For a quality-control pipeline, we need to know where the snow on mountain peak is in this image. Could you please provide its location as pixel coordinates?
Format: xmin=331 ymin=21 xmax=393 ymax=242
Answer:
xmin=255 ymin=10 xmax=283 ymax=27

--

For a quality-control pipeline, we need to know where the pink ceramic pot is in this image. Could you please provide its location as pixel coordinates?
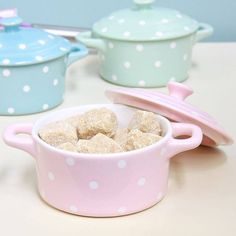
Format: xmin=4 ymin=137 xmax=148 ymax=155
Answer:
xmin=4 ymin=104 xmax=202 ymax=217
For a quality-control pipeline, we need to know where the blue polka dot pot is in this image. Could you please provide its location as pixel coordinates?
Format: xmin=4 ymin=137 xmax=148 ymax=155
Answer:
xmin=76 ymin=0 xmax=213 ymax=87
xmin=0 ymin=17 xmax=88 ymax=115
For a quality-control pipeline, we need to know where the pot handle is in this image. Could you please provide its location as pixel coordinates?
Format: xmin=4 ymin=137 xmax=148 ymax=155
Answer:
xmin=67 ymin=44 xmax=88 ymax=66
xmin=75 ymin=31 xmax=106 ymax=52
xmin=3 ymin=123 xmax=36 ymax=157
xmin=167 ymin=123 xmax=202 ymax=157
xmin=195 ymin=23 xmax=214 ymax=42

* * *

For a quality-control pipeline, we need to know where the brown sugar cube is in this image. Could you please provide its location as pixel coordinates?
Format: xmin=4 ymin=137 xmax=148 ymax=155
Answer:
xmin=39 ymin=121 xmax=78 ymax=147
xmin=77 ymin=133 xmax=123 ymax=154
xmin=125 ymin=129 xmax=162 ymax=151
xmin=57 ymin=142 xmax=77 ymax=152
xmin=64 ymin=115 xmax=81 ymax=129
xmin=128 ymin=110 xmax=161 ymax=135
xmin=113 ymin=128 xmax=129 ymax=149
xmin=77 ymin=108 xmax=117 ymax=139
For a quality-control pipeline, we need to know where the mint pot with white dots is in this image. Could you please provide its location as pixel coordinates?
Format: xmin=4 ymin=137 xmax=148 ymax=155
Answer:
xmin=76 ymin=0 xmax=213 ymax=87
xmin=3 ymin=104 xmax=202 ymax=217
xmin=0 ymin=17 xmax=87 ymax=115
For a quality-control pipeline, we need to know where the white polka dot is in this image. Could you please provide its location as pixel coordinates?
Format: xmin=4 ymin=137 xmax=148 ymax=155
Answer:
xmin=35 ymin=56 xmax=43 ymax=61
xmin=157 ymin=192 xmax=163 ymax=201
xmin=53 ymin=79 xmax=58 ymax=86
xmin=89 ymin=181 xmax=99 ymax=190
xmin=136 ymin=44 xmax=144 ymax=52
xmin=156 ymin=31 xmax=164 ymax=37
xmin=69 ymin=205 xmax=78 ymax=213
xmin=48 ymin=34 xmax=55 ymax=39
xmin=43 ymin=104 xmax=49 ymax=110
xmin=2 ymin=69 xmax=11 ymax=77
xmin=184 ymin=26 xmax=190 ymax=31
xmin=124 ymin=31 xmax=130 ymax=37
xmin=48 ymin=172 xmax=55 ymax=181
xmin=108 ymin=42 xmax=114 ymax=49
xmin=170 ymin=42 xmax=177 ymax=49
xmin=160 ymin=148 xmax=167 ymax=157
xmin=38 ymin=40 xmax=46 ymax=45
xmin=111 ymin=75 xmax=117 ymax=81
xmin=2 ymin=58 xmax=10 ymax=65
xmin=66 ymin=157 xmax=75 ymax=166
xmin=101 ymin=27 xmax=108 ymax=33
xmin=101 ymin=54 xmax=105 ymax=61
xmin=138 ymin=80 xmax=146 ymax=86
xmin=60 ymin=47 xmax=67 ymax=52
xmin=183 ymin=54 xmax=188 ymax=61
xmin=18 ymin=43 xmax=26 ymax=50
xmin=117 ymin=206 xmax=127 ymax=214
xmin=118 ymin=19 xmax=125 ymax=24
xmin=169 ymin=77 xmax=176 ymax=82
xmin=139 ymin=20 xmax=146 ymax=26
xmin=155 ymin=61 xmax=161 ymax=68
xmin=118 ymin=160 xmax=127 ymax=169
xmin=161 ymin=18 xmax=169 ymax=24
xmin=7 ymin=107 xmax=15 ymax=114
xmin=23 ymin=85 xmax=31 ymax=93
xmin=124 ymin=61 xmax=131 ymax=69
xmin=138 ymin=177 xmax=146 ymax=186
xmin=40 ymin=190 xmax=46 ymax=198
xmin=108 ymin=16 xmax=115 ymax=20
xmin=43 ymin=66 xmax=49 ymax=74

Exercise: Rewrite the records from the line with "For a quality-control pipeline, we need to know where the pot" up to and including the line with "xmin=195 ymin=23 xmax=214 ymax=42", changing "pot handle" to "pot lid" and leaving everything else unchanged. Return only those lines.

Correct result:
For a quality-control pipeline, we need to know where the pot lid is in this image. Could you please provide its location as pixel coordinates?
Format: xmin=4 ymin=137 xmax=148 ymax=155
Answer:
xmin=67 ymin=44 xmax=88 ymax=66
xmin=75 ymin=31 xmax=106 ymax=52
xmin=3 ymin=123 xmax=36 ymax=157
xmin=167 ymin=123 xmax=202 ymax=157
xmin=195 ymin=23 xmax=214 ymax=42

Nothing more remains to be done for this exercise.